═════ DATA RECORDS
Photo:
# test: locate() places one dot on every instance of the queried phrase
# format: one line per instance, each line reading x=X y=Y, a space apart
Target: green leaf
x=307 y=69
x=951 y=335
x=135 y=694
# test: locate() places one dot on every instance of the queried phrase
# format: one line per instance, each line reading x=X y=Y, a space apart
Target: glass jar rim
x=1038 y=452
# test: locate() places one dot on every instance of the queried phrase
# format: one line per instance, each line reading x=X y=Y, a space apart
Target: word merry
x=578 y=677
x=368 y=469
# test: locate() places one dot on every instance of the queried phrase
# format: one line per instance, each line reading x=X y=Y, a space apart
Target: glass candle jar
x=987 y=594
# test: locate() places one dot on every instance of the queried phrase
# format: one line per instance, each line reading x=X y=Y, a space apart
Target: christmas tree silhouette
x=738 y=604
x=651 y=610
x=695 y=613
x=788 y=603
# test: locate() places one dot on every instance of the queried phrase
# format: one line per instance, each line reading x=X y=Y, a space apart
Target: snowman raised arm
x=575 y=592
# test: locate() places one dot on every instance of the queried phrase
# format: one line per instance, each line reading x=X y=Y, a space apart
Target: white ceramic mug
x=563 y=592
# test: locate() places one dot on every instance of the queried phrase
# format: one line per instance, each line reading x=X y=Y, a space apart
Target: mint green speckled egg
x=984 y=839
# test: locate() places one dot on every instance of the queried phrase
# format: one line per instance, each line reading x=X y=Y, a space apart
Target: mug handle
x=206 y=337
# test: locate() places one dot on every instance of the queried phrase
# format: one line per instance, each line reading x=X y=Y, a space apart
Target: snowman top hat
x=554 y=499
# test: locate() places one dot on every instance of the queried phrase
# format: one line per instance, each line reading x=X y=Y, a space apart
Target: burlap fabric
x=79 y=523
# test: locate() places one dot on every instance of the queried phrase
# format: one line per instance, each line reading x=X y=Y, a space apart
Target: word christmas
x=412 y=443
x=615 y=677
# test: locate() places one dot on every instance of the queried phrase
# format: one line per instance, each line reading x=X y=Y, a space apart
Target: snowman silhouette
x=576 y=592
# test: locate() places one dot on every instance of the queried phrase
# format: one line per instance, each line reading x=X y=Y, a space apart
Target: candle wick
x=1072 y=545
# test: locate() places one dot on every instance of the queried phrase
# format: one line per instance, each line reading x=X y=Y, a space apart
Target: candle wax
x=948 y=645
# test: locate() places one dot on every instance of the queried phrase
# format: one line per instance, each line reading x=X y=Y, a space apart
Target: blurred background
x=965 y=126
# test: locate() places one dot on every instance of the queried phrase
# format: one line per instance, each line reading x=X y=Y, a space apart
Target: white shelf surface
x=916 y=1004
══════════
* TASK PROMPT *
All of the material above should be transcribed exactly, with no line omitted.

* EXPECTED ANSWER *
Photo:
# test: locate() places one dot on every instance of the queried phrase
# format: one line per instance, each line reading x=X y=Y, a space apart
Target: green leaf
x=307 y=69
x=951 y=335
x=135 y=694
# test: locate() places one dot on every instance of the queried phrase
# format: one line per instance, each line reading x=X y=Y, a space apart
Target: glass jar rim
x=1038 y=452
# test: locate() places one dot on every instance of the queried phrase
# format: one line per instance, each line reading x=X y=Y, a space apart
Target: word merry
x=578 y=677
x=368 y=469
# test: locate() places one dot on every instance of the queried phrase
# format: one line per instance, each line reading x=X y=Y, a space apart
Target: glass candle jar
x=987 y=594
# test: locate() places one dot on every instance of the queried phrase
# format: one line per instance, each line reading x=X y=Y, a space apart
Target: christmas tree silhouette
x=738 y=604
x=651 y=610
x=695 y=613
x=788 y=603
# test: locate() places one dot on every instance of the queried phrase
# format: one line per instance, each line reading x=X y=Y, a space apart
Target: snowman raised arm
x=575 y=592
# test: locate() places one dot on every instance of the queried phrase
# format: one line per instance, each line reading x=X y=Y, a space apart
Target: white ceramic mug
x=563 y=592
# test: locate() places one dot on every instance of the queried phrase
# format: one line per instance, each line reading x=X y=Y, a space apart
Target: mint green speckled egg
x=984 y=839
# test: locate() places one dot on every instance of the queried phrase
# format: one line per instance, each line reading x=X y=Y, a space apart
Target: mug handle
x=206 y=337
# test: locate() places one dot on every instance of the queried phrase
# format: one line per instance, each line reading x=X y=Y, a space apart
Target: snowman top hat
x=554 y=499
# test: locate() places one dot on every instance of the queried phrase
# format: one line per instance, each line reading x=X y=Y, a space apart
Target: burlap fabric
x=79 y=523
# test: locate() places one dot on every instance of the queried phrase
# format: one line per instance, each line reading x=X y=Y, a space apart
Target: word christmas
x=412 y=443
x=615 y=677
# test: locate() places one dot on every instance of the queried phrase
# format: one line per instance, each line reading x=X y=Y, a space apart
Target: snowman silhouette
x=576 y=592
# test: locate() places one dot on every instance of the queried phrase
# format: one line per instance, each line reading x=X y=Y, a space apart
Target: candle wick
x=1072 y=545
# test: locate() places one dot on every instance of the queried phrase
# format: one line per instance, each line reading x=X y=Y, a space apart
Target: candle wax
x=948 y=645
# test: locate() places one dot on every instance of the queried phrase
# format: one line per instance, each line reading x=X y=Y, a space apart
Target: blurred background
x=965 y=126
# test: locate() places one dot on every instance of the queried phrase
# format: one line per instance, each line reading x=X y=Y, a space apart
Target: white shelf surface
x=916 y=1004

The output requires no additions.